RECORDED INFORMATION »
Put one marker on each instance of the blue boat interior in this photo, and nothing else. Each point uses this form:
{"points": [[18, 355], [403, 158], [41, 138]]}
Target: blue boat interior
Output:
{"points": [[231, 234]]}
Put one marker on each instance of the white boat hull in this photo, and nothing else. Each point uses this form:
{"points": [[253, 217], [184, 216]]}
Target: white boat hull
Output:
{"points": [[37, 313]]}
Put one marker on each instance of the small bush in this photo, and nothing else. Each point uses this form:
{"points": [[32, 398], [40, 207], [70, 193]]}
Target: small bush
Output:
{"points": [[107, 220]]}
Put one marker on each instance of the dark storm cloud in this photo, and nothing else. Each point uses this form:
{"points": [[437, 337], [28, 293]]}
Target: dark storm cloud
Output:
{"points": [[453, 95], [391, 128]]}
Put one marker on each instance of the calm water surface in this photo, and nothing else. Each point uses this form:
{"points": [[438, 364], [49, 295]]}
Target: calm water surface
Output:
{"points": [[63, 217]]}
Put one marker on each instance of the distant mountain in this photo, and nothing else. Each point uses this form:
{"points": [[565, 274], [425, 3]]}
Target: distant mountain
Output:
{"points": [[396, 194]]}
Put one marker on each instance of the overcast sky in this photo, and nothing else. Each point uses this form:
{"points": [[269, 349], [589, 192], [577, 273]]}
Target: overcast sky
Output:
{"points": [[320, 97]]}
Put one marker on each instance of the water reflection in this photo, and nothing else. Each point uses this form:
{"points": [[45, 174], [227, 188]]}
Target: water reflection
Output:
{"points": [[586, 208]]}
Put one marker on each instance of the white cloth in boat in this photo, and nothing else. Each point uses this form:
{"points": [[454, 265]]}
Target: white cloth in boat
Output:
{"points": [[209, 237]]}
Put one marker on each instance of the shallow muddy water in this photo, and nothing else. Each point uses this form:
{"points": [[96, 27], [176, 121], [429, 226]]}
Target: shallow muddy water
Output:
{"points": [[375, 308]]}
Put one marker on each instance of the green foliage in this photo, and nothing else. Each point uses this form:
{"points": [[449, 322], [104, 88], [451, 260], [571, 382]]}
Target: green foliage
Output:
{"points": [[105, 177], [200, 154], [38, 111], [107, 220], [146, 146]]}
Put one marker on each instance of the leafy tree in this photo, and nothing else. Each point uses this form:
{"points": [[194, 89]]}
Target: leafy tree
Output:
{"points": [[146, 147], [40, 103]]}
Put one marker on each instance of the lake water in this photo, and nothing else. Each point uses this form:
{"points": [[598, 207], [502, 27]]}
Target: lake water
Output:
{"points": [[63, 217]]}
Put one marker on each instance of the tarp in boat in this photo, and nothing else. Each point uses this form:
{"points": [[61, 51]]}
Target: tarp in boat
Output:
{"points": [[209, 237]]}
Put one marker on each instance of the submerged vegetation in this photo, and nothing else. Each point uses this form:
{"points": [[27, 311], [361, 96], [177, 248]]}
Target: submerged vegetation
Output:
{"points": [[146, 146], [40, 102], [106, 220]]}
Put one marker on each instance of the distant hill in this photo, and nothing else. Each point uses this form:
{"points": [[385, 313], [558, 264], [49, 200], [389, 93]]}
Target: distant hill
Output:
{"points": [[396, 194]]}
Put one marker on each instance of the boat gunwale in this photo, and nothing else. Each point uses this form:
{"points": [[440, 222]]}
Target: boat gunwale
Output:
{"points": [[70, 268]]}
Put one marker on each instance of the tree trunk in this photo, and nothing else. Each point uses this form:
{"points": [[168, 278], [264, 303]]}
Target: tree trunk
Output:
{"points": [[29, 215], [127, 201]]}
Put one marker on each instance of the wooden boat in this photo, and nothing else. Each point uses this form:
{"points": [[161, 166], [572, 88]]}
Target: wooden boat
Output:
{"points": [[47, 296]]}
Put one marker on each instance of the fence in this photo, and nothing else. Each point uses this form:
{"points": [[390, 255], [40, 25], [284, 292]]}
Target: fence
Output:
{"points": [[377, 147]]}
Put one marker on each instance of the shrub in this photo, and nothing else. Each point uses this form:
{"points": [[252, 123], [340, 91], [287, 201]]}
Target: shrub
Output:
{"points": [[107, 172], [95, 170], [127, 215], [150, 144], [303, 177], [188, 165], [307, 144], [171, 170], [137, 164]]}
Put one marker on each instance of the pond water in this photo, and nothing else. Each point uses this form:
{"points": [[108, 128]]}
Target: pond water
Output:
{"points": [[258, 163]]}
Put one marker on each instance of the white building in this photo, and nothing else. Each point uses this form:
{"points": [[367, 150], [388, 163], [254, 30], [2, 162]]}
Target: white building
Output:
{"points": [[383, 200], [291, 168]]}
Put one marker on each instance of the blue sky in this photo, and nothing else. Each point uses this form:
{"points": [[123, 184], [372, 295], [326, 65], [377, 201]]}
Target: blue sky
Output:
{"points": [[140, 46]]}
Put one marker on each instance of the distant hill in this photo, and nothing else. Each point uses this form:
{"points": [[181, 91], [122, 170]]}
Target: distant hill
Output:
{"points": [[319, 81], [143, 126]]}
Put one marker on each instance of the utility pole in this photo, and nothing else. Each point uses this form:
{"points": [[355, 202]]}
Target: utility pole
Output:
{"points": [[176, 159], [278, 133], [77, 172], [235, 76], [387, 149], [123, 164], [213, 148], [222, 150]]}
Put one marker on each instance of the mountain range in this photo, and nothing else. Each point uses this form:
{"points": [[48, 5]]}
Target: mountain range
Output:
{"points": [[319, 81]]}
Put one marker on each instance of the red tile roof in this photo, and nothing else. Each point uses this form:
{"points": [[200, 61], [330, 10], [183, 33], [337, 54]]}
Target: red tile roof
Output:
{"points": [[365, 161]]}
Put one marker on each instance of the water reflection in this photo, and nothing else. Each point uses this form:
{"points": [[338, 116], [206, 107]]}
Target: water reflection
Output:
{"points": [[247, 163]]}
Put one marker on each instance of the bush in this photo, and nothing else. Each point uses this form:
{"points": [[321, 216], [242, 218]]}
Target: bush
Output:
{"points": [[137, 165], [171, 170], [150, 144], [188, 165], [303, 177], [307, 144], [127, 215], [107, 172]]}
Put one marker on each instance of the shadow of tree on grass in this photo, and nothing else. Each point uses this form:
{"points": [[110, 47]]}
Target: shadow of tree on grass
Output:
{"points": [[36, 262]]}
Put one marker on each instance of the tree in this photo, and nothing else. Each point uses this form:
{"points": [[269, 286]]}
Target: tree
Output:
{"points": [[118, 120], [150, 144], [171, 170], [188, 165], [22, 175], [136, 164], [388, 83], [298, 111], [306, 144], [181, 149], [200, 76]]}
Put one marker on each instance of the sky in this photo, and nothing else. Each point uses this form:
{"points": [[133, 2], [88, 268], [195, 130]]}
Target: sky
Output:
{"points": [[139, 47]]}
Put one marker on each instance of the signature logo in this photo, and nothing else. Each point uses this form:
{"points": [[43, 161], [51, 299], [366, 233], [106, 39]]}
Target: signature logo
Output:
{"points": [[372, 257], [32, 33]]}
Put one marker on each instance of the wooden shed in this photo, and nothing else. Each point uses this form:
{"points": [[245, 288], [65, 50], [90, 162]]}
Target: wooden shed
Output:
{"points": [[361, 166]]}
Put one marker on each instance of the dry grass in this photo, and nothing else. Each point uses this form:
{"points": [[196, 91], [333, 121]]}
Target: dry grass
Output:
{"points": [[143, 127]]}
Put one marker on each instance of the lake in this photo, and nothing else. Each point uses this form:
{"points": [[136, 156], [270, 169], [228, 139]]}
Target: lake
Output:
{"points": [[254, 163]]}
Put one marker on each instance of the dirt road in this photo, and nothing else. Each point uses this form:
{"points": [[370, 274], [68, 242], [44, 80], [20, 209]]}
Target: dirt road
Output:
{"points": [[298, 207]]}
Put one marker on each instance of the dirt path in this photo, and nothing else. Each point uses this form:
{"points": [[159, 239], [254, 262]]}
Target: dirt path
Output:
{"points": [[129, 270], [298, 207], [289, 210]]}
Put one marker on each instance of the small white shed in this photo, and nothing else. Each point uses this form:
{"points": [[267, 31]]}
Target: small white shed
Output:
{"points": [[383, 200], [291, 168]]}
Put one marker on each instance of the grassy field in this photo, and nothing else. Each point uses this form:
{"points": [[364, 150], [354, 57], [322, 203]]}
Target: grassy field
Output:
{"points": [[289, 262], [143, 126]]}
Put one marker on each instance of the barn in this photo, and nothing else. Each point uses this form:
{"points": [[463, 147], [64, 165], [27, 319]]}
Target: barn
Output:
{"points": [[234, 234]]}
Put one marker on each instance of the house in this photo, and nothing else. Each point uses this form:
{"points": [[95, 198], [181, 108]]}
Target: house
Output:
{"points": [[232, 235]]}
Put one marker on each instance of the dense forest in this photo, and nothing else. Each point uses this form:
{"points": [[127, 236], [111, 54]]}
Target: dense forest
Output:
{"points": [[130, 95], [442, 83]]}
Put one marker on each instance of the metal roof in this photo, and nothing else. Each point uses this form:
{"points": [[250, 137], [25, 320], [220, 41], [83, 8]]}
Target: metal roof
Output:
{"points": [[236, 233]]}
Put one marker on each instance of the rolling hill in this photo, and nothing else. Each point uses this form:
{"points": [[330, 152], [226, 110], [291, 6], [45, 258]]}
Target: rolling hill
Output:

WHAT THE TASK ASKS »
Give back exactly the lines from the line containing "Put one marker on each instance of the small white" to the end of the entries, and no other lines.

EXERCISE RESULT »
Put one marker on each instance of the small white shed in this photo, and nothing else. Each point uses this form:
{"points": [[267, 31]]}
Target: small white shed
Output:
{"points": [[383, 200], [291, 168]]}
Put one marker on each instance of the grassy field in this photo, and nothing else. Each point uses this form:
{"points": [[364, 150], [354, 57], [322, 203]]}
Target: grassy field
Output:
{"points": [[289, 262], [143, 126]]}
Put one marker on each instance of the barn in this photo, and nothing else. Each point uses this form:
{"points": [[463, 147], [64, 165], [27, 319]]}
Target: barn
Output:
{"points": [[234, 234]]}
Put one marker on each instance of the house in this photo, and nothing else. Each point uses this form:
{"points": [[95, 198], [181, 108]]}
Target: house
Output:
{"points": [[232, 235]]}
Put one marker on each instance of the dense forest in this photo, and nothing else. Each point uses this form:
{"points": [[127, 236], [111, 54]]}
Target: dense forest
Output:
{"points": [[130, 95], [442, 83]]}
Put one marker on each instance of the metal roof in this photo, and nothing else. Each point uses this form:
{"points": [[250, 137], [25, 320], [220, 41], [83, 8]]}
Target: metal roof
Output:
{"points": [[236, 233]]}
Put one marker on each instance of the rolling hill in this photo, and nothing else. Each point uses this form:
{"points": [[330, 152], [226, 110], [291, 6], [45, 258]]}
Target: rolling hill
Output:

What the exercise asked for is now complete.